------ EXCERPT PROVIDED
Antarctica’s Blood Falls


Source: http://en.wikipedia.org/wiki/Blood_Falls. Thanks to Mark Probert, our former Information Systems Manager, for suggesting the following article.

“Blood Falls is an outflow of an iron oxide-tainted plume of saltwater, occurring at the tongue of the Taylor Glacier onto the ice-covered surface of West Lake Bonney in the Taylor Valley of the McMurdo Dry Valleys in Victoria Land, East Antarctica. Iron-rich hypersaline water sporadically emerges from small fissures in the ice cascades. The saltwater source is a subglacial pool of unknown size overlain by about 400 meters of ice at several kilometers from its tiny outlet at Blood Falls.

The reddish deposit was found in 1911 by the Australian geologist Griffith Taylor, who first explored the valley that bears his name. The Antarctica pioneers first attributed the red color to red algae, but later it was proven to be due only to iron oxides. Poorly soluble hydrous ferric oxides are deposited at the surface of ice after the ferrous ions present in the unfrozen saltwater are oxidized in contact with atmospheric oxygen. The more soluble ferrous ions initially are dissolved in old seawater trapped in an ancient pocket remaining from the Antarctic Ocean when a fjord was isolated by the glacier in its progression during the Miocene period, some 5 million years ago when the sea level was higher than today.

Unlike most Antarctic glaciers, the Taylor glacier is not frozen to the bedrock, probably, because of the presence of salts concentrated by the crystallization of the ancient seawater imprisoned below it. Salt cryo-concentration occurred in the deep relict seawater when pure ice crystallized and expelled its dissolved salts as it cooled down because of the heat exchange of the captive liquid seawater with the enormous ice mass of the glacier. As a consequence, the trapped seawater was concentrated in brines with a salinity two to three times that of the mean ocean water. A second mechanism sometimes also explaining the formation of hypersaline brines is the water evaporation of surface lakes directly exposed to the very dry polar atmosphere in the McMurdo Dry Valleys. The analyses of stable isotopes of water allow, in principle, to distinguish between both processes as long as there is no mixing between differently formed brines. Hypersaline fluid, sampled fortuitously through a crack in the ice, was oxygen-free and rich in sulfate and ferrous ion. Sulfate is a remnant geochemical signature of marine conditions while soluble divalent iron likely was liberated under reducing conditions from the subglacial bedrock minerals weathered by microbial activity.
------------
------ SOURCE INFORMATION
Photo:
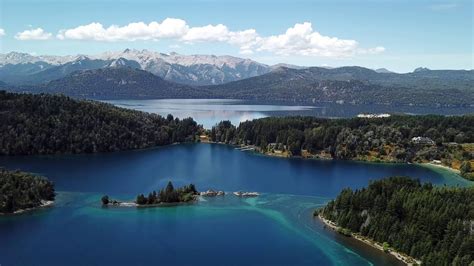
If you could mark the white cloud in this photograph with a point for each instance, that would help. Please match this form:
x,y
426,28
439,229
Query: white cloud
x,y
443,7
33,34
168,28
300,39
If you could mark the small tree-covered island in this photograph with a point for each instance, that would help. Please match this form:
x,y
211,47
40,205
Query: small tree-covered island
x,y
416,222
21,191
163,197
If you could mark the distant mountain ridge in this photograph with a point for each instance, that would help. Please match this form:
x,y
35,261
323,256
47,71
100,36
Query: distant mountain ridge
x,y
113,83
350,85
21,68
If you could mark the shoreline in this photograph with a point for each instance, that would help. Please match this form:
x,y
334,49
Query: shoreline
x,y
456,171
44,204
400,256
427,165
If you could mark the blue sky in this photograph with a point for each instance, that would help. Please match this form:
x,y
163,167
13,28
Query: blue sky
x,y
398,35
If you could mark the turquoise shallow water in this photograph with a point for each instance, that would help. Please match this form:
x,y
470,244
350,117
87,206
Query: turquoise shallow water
x,y
274,229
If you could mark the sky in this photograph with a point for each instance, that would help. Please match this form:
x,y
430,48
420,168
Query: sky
x,y
399,35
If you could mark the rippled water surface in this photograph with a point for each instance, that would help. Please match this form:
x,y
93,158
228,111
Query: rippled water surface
x,y
275,228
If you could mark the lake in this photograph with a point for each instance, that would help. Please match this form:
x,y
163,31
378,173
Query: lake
x,y
275,228
209,112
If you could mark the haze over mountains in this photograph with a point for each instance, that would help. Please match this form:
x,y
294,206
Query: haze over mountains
x,y
22,68
133,74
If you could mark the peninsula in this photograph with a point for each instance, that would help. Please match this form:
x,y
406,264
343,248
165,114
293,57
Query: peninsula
x,y
438,140
418,223
164,197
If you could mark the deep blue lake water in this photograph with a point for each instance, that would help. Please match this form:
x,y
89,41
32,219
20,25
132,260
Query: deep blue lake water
x,y
208,112
273,229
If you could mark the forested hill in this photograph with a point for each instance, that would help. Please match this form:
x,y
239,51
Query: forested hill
x,y
19,190
46,124
114,83
447,139
354,85
433,224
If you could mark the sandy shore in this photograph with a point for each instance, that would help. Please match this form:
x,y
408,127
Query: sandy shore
x,y
441,166
402,257
44,204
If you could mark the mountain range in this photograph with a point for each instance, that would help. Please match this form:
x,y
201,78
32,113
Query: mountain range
x,y
133,74
21,68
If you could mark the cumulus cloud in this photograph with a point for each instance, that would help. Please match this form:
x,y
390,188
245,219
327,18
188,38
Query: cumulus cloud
x,y
33,34
300,39
168,28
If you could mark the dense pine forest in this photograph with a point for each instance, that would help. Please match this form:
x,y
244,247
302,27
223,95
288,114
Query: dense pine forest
x,y
433,224
19,190
169,195
447,140
47,124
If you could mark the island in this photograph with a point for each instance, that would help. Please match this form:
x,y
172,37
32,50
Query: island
x,y
441,141
418,223
164,197
20,191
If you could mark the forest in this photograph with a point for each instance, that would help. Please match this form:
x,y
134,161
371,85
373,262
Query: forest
x,y
20,190
448,140
433,224
52,124
169,195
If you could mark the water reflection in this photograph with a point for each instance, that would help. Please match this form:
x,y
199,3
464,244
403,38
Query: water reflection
x,y
208,112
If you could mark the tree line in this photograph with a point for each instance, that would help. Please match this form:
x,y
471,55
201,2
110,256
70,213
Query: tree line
x,y
169,195
433,224
384,139
51,124
20,190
------------
**ACTIVITY**
Can you give the Blood Falls text again from "Source: http://en.wikipedia.org/wiki/Blood_Falls. Thanks" to "at Blood Falls.", renaming "Blood Falls" to "Red Falls" wherever it occurs?

**ANSWER SECTION**
Source: http://en.wikipedia.org/wiki/Blood_Falls. Thanks to Mark Probert, our former Information Systems Manager, for suggesting the following article.

“Red Falls is an outflow of an iron oxide-tainted plume of saltwater, occurring at the tongue of the Taylor Glacier onto the ice-covered surface of West Lake Bonney in the Taylor Valley of the McMurdo Dry Valleys in Victoria Land, East Antarctica. Iron-rich hypersaline water sporadically emerges from small fissures in the ice cascades. The saltwater source is a subglacial pool of unknown size overlain by about 400 meters of ice at several kilometers from its tiny outlet at Red Falls.